Problem description: In full and without alteration, write out the records.

[Collected data]
BEGIN

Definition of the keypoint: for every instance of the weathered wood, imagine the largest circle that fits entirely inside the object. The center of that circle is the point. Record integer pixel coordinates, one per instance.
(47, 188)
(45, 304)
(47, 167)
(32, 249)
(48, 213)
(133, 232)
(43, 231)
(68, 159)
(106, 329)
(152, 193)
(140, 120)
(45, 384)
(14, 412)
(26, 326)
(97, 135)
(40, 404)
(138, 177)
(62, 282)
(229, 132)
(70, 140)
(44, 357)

END

Response area:
Definition of the keypoint: for every instance of the weathered wood, imagine the largest circle that fits entirely inside the object. The center of that circle is the point. Record integer pixel coordinates, one per instance.
(47, 188)
(45, 304)
(47, 167)
(32, 249)
(48, 213)
(133, 232)
(43, 231)
(68, 159)
(106, 329)
(152, 193)
(140, 120)
(45, 384)
(14, 412)
(26, 326)
(97, 135)
(40, 404)
(138, 177)
(62, 282)
(229, 132)
(70, 140)
(44, 357)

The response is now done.